*** Records for this exercise Section Begins ***
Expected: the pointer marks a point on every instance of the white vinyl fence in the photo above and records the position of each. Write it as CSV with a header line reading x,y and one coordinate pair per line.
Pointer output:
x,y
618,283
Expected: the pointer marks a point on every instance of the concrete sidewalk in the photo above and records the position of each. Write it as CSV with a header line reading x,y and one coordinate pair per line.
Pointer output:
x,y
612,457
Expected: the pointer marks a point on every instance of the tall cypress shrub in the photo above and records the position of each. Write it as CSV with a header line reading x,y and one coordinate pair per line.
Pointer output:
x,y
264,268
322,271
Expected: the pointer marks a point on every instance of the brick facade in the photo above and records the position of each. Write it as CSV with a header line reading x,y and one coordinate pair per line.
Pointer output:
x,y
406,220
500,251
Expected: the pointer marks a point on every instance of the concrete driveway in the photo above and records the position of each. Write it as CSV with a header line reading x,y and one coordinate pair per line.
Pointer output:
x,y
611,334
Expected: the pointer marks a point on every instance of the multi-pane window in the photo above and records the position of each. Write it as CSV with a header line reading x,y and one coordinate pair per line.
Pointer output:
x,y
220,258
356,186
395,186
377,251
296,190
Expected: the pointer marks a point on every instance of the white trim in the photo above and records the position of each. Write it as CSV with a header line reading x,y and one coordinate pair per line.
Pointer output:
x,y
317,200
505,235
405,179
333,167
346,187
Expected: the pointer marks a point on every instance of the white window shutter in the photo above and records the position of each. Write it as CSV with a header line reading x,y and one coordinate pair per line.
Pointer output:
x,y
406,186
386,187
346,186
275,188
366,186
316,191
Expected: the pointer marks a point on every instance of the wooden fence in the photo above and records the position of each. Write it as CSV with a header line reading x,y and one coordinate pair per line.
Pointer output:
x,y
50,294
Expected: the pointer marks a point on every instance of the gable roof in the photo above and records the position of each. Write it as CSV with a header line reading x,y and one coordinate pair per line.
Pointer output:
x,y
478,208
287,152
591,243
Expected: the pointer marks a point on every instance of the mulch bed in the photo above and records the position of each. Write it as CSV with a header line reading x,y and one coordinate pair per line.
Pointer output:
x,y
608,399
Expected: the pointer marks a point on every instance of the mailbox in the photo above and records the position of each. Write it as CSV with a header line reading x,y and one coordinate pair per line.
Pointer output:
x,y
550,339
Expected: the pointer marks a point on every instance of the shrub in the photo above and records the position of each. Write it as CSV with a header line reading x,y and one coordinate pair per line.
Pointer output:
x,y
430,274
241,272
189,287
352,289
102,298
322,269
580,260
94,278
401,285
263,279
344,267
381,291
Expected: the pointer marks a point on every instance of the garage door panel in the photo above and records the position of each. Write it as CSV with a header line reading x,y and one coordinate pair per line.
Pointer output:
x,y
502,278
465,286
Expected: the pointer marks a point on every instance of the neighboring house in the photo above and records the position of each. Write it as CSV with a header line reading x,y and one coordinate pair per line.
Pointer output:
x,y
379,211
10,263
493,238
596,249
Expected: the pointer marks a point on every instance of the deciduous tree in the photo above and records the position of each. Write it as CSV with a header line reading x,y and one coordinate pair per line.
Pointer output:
*** Records for this exercise Section Ends ***
Task item: Look through the records for the string "concrete". Copy every line that has it.

The answer:
Expected: the pointer marks a point on every instance of the concrete sidewalk in the photo above and records the position of each. Write it as CSV with a header line reading x,y and one coordinate pair per line.
Expected: the pointer marks a point on every instance of the concrete driveway in the photo above and records the position of each. Write it as CSV with a header line reading x,y and one coordinate pair per line.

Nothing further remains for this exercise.